▸ Description of the task
In the entries below, count the lines that hold the string "bounding" and state only that count.

#### Source data ####

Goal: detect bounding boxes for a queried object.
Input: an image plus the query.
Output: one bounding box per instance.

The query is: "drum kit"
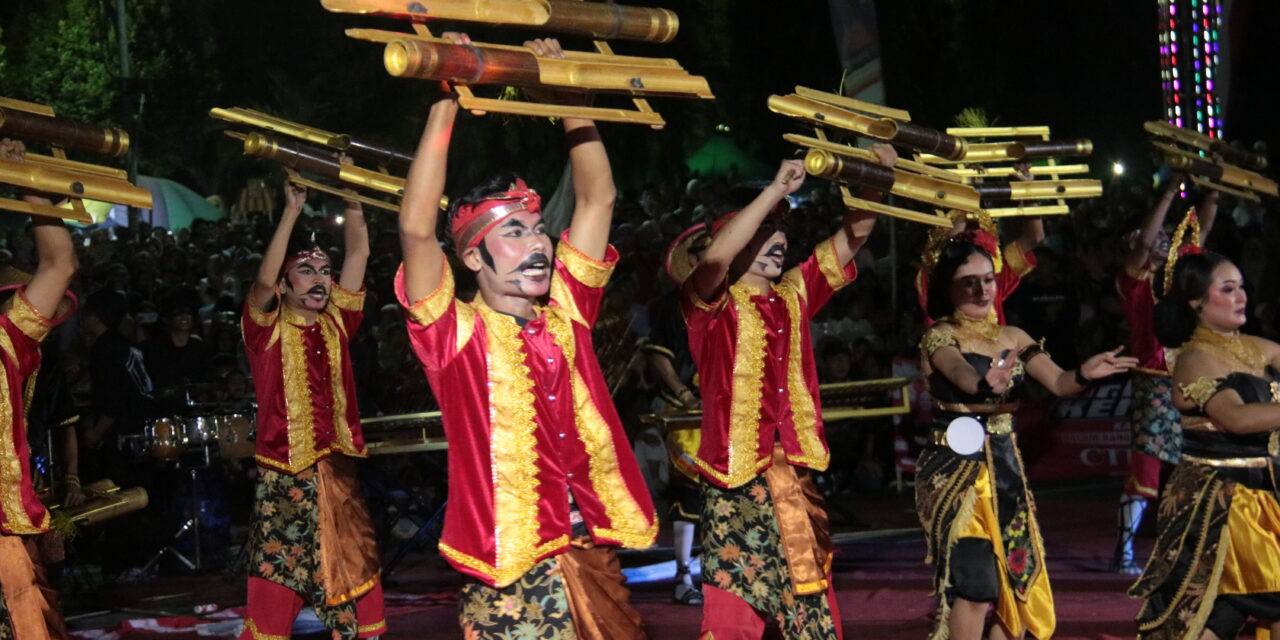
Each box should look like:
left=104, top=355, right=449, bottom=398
left=122, top=399, right=257, bottom=574
left=135, top=412, right=256, bottom=463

####

▸ Output
2